→ Reading passage:

# Kenyan Generative Literature with TensorFlow

This notebook trains a Generative AI model on a Kenyan-themed corpus to produce coherent, culturally rooted literature using TensorFlow and Keras. The model has been optimized to address issues with incoherent output by expanding the corpus, simplifying the architecture, and fine-tuning training and generation parameters.

**Goals:**
- Train a text generation model on Kenyan narratives
- Prevent overfitting with a simplified model and early stopping
- Generate coherent, diverse, and culturally relevant literary output


In [8]:
import tensorflow as tf
from tensorflow.keras.preprocessing.text import Tokenizer
from tensorflow.keras.preprocessing.sequence import pad_sequences
import numpy as np
import random
import re

In [9]:
# Expanded Kenyan-themed corpus with diverse, culturally rich sentences
kenyan_corpus = [
    "nairobi streets buzzed with matatus and chatter of street vendors",
    "turkana heat rose in waves off the red earth",
    "tea from kericho steamed beside dusty boots in nyamira",
    "elders gathered under baobab trees stories clinging to their breath",
    "matatus raced the wind down thika road horns blaring with purpose",
    "lake victorias fishermen sang into the dusk oars cutting rhythm",
    "kitengela cows grazed slowly unaware of the citys sprawl nearby",
    "in kibera laughter echoed between tin roofs and hopeful hearts",
    "mount kenya glowed orange at dawn silent and eternal",
    "samburu women danced beads flashing stories into the night",
    "nyama choma smoke curled into stars above eldorets fields",
    "children played under the mango tree chasing chickens and dreams",
    "the rhythm of benga music floated over kisumus waters",
    "a whisper of rain passed over kitui stirring red dust",
    "the market in gikomba never slept just changed hands and smells",
    "boda bodas swarmed like bees through the alleys of kisii",
    "in mombasa spices danced with ocean air in swahili kitchens",
    "the rift valley stretched like time itself beautiful fractured alive",
    "lanterns flickered during blackout dinners in machakos homes",
    "hope brewed with chai and morning prayers in nairobi flats",
    "the maasai warrior stood tall his red shuka vibrant against the savanna",
    "in lamu dhows sailed silently under a crescent moon",
    "the aroma of ugali and sukuma wiki filled kakamega homes",
    "drums echoed through the night in luo villages by lake victoria",
    "traders in wajir bargained fiercely under the scorching sun",
    "the nyika plains whispered tales of ancient migrations",
    "mangoes fell heavy and sweet in the coastal heat of malindi",
    "children in siaya laughed weaving kites from old newspapers",
    "the call to prayer mingled with seagulls in mombasas old town",
    "stars above tsavo burned brighter than any city light",
    "in nakuru flamingos painted lake nakuru pink at dawn",
    "the scent of roasted maize drifted through merus market stalls",
    "elders in kamba lands shared proverbs by the firelight",
    "bicycles creaked along the dusty paths of bungoma",
    "the ocean roared secrets to diani beaches at midnight",
    "tea pickers sang softly in the misty hills of kericho",
    "in garissa camel herds moved like shadows across the desert",
    "the sun set slow behind the ngong hills painting the sky gold",
    "market women in kisii balanced baskets of avocados with grace",
    "the beat of taarab music filled zanzibar street in mombasa",
    "children in turkana crafted toys from sticks and bottle caps",
    "the air in nyeri carried the scent of fresh coffee beans",
    "in marsabit winds sang through volcanic craters at dusk",
    "fishmongers in kisumu shouted prices as boats docked at dawn",
    "the acacia trees stood like sentinels over the maasai mara"

→ Data:
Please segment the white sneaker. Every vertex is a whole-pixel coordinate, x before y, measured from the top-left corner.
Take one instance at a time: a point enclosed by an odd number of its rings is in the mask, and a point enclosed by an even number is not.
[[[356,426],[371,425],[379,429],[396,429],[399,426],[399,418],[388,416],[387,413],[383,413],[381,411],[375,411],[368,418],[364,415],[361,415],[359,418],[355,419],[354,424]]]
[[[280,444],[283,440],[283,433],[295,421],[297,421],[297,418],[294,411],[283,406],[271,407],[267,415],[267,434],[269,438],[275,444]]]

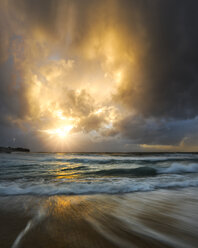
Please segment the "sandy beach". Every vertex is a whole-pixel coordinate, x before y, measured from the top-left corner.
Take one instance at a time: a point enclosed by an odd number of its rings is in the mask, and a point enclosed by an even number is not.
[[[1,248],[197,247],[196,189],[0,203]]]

---

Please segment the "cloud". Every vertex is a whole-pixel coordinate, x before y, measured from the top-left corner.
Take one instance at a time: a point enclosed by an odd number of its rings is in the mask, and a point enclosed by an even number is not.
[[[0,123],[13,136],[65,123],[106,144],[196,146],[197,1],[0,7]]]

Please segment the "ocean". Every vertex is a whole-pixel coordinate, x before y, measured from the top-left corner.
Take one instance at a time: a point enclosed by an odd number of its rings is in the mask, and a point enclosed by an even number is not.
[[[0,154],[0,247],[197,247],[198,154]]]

→ Required task 1: According to the Kenyan literature notebook, why was the model's architecture simplified? Answer in one to three sentences.
→ Required task 2: Echo the passage from the Kenyan literature notebook starting with "This notebook trains" and going on through "and generation parameters.".
→ Required task 3: Carry on the Kenyan literature notebook past its final line.

→ Final answer 1: The notebook says the architecture was simplified to fix incoherent output from the model. Together with early stopping, the simpler model also serves the goal of preventing overfitting.

→ Final answer 2:
This notebook trains a Generative AI model on a Kenyan-themed corpus to produce coherent, culturally rooted literature using TensorFlow and Keras. The model has been optimized to address issues with incoherent output by expanding the corpus, simplifying the architecture, and fine-tuning training and generation parameters.

→ Final answer 3:
]

# Preprocess the corpus: lowercase and remove punctuation
kenyan_corpus = [re.sub(r'[^\w\s]', '', sentence.lower()) for sentence in kenyan_corpus]

In [10]:
# Tokenize and prepare sequences
tokenizer = Tokenizer()
tokenizer.fit_on_texts(kenyan_corpus)
total_words = len(tokenizer.word_index) + 1

input_sequences = []
for line in kenyan_corpus:
    token_list = tokenizer.texts_to_sequences([line])[0]
    for i in range(2, len(token_list)):
        n_gram_sequence = token_list[:i+1]
        input_sequences.append(n_gram_sequence)

max_sequence_len = max([len(seq) for seq in input_sequences])
input_sequences = np.array(pad_sequences(input_sequences, maxlen=max_sequence_len, padding='pre'))
X, y = input_sequences[:,:-1], input_sequences[:,-1]
y = tf.keras.utils.to_categorical(y, num_classes=total_words)

In [11]:
# Simplified model to prevent overfitting
model = tf.keras.Sequential([
    tf.keras.layers.Embedding(input_dim=total_words, output_dim=32, input_shape=(max_sequence_len-1,)),
    tf.keras.layers.LSTM(32),  # Single LSTM layer with reduced units
    tf.keras.layers.Dropout(0.3),  # Increased dropout
    tf.keras.layers.Dense(32, activation='relu'),
    tf.keras.layers.Dense(total_words, activation='softmax')
])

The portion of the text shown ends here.